Reading passage —
___
I imagine that Richard would prefer C to have something like this:

transposed struct cell { int car, cdr; } cell[1000];

so that cell[42] is still "an object", but cell[42].car is followed by
cell[43].car in memory.

This would enable the programmer to express two kinds of "better" -- the
way the data is logically related, and the way it is laid out in memory.

[This is an interesting discussion, but I may not be able to post for
several days. Oh well...]

<snip>

nroberts · Nov 4, 2011

I meant the purpose of doing so /in this discussion/ was to get a
different layout in memory. The fact that the accesses will then be all
messed up is what Richard Harter describes as a bias in the syntax, and
I prefer to think of as something more fundamental about C's view of
objects and types.
___
Stored data —
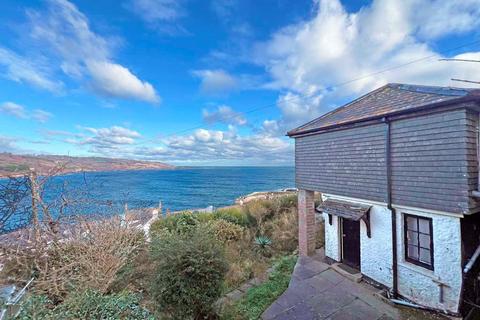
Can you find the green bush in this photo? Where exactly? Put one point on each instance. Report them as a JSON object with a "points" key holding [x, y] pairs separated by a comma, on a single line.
{"points": [[85, 305], [177, 223], [190, 270], [234, 215], [259, 298], [225, 231]]}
___
Problems to solve —
**a.** Quote the forum thread about memory layout in C, starting with "I imagine that" and going on through "laid out in memory.".
**b.** In the forum thread about memory layout in C, how does Richard Harter describe the fact that the accesses end up all messed up?
**c.** Carry on the forum thread about memory layout in C from its last sentence.
The lines have nothing to do with the forum thread about memory layout in C.

Written responses —
**a.**
I imagine that Richard would prefer C to have something like this:

transposed struct cell { int car, cdr; } cell[1000];

so that cell[42] is still "an object", but cell[42].car is followed by
cell[43].car in memory.

This would enable the programmer to express two kinds of "better" -- the
way the data is logically related, and the way it is laid out in memory.

**b.** He describes it as a bias in the syntax.

**c.**
Right, but not specifically C...it's fundamental to the nature of
computing. One could argue for a different set of data structures be
made available, higher abstractions, but I don't see that it's
necessary for the purposes that C was trying to solve in its design.
I think C nicely provides a minimal language for software development;
something that's both small and relatively easy to use. It's not my
language of choice, but it's good for what it is.

They key here isn't that C has this or that syntax, or that it's
abstractions are close to the machine, but that the data is better
organized in one manner or another.

Click to expand...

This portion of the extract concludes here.